## Problem details
All of the records shown below need to be copied with no differences.

.....

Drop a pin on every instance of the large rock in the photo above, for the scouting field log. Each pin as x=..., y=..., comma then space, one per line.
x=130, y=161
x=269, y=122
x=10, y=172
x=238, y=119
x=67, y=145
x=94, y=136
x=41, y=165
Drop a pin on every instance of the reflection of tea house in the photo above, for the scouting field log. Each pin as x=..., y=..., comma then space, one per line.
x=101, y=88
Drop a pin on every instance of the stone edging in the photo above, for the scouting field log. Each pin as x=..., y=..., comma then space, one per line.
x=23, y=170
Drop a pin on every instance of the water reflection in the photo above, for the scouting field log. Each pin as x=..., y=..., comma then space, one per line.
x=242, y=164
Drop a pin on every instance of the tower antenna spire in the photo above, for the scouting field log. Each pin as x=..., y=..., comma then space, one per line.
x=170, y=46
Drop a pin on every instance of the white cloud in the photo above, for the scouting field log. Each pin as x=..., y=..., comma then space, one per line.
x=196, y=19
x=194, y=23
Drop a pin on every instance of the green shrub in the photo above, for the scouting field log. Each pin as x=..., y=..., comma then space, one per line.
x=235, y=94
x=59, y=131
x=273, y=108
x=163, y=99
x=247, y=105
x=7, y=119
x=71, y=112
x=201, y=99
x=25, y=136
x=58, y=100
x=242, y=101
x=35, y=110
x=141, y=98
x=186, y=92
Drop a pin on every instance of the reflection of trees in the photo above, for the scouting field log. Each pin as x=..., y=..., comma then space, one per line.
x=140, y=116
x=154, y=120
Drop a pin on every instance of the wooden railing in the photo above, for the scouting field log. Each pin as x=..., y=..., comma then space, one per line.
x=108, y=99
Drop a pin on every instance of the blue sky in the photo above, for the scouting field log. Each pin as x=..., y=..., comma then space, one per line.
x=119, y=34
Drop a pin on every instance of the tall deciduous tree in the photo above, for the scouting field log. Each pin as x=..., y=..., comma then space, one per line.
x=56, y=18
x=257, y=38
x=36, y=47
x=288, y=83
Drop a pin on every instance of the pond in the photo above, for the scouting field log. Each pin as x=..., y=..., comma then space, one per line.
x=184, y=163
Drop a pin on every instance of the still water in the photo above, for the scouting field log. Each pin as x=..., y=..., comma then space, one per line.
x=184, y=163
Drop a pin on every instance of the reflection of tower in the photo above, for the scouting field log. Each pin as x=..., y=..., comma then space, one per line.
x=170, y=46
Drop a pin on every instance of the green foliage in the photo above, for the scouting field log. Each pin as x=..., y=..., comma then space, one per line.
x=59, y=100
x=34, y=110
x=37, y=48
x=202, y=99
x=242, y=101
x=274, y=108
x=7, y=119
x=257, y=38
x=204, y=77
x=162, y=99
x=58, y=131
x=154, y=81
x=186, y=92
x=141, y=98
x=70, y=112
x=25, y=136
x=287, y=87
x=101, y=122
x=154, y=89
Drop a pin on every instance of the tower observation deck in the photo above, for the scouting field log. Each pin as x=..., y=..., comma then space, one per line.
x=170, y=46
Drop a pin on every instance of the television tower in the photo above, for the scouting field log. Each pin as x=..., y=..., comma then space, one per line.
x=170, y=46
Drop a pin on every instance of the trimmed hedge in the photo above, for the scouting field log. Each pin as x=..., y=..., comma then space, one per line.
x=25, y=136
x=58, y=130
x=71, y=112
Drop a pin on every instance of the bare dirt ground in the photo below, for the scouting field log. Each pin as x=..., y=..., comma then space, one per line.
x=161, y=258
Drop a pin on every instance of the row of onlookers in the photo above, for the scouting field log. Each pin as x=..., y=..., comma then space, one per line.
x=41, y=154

.....

## Response to the exercise
Drop a pin on every instance of the large rock in the photo above, for the scouting field log. Each pin as x=..., y=..., comma then space, one per line.
x=130, y=161
x=269, y=122
x=10, y=172
x=238, y=119
x=67, y=145
x=94, y=136
x=41, y=165
Drop a pin on every instance of the reflection of tea house in the photo above, for the scouting field log. Each pin as x=..., y=..., comma then space, one per line.
x=101, y=88
Drop a pin on every instance of the stone edging in the photo above, for the scouting field log. Each pin as x=..., y=..., comma then space, one per line.
x=23, y=170
Drop a pin on every instance of the water reflection in the photo above, for the scouting field log. Each pin as x=..., y=..., comma then space, one per line.
x=242, y=164
Drop a pin on every instance of the tower antenna spire in the photo above, for the scouting field log. Each pin as x=..., y=..., comma then space, one per line.
x=170, y=46
Drop a pin on every instance of the white cloud in the photo above, for the scouting field log. Each pin as x=..., y=..., comma then space, one per line.
x=196, y=19
x=194, y=23
Drop a pin on every instance of the green shrub in the photo above, for the scouting field log. Each pin as x=..., y=..., comma then space, one per line.
x=235, y=94
x=59, y=131
x=273, y=108
x=163, y=99
x=247, y=105
x=7, y=119
x=71, y=112
x=201, y=99
x=25, y=136
x=58, y=100
x=242, y=101
x=35, y=110
x=141, y=98
x=186, y=92
Drop a pin on every instance of the reflection of trees in the photo above, for the scouting field log. Each pin as x=..., y=..., comma then space, one per line.
x=140, y=116
x=154, y=120
Drop a pin on every instance of the wooden railing in the photo above, for the scouting field log. Each pin as x=..., y=..., comma then space, one per line.
x=108, y=99
Drop a pin on every instance of the blue sky in the photo above, for the scouting field log. Each pin as x=..., y=..., comma then space, one per line.
x=119, y=34
Drop a pin on every instance of the tall deciduous tree in the photo above, for the scouting field log. Each pin as x=..., y=..., comma then space, one per line.
x=56, y=18
x=257, y=38
x=36, y=47
x=288, y=83
Drop a pin on every instance of the pond in the photo above, for the scouting field log. Each pin as x=..., y=..., comma then space, one per line.
x=184, y=163
Drop a pin on every instance of the still water in the photo above, for the scouting field log. Each pin as x=..., y=..., comma then space, one per line.
x=184, y=163
Drop a pin on every instance of the reflection of tower in the photo above, for the scouting field log. Each pin as x=..., y=..., comma then space, one per line.
x=170, y=46
Drop a pin on every instance of the green foliage in the photo above, for the scouting field log. Each pin as x=..., y=..., comma then space, one per line.
x=59, y=100
x=34, y=110
x=37, y=48
x=202, y=99
x=242, y=101
x=274, y=108
x=7, y=119
x=257, y=38
x=204, y=77
x=162, y=99
x=58, y=131
x=154, y=81
x=186, y=92
x=141, y=98
x=70, y=112
x=25, y=136
x=287, y=87
x=101, y=122
x=154, y=89
Drop a pin on every instance of the tower observation deck in the photo above, for the scouting field log. Each pin as x=..., y=..., comma then space, one per line.
x=170, y=46
Drop a pin on every instance of the television tower in the photo above, for the scouting field log. Each pin as x=..., y=..., comma then space, one per line.
x=170, y=46
Drop a pin on every instance of the trimmed hedge in the photo above, for the scouting field log. Each pin as x=..., y=..., comma then space, one per line.
x=25, y=136
x=58, y=130
x=71, y=112
Drop a pin on every instance of the bare dirt ground in the photo below, for the scouting field log. Each pin as x=..., y=..., comma then space, one per line.
x=161, y=258
Drop a pin on every instance of the row of onlookers in the photo above, for the scouting field log. Each pin as x=..., y=..., comma then space, one per line.
x=41, y=154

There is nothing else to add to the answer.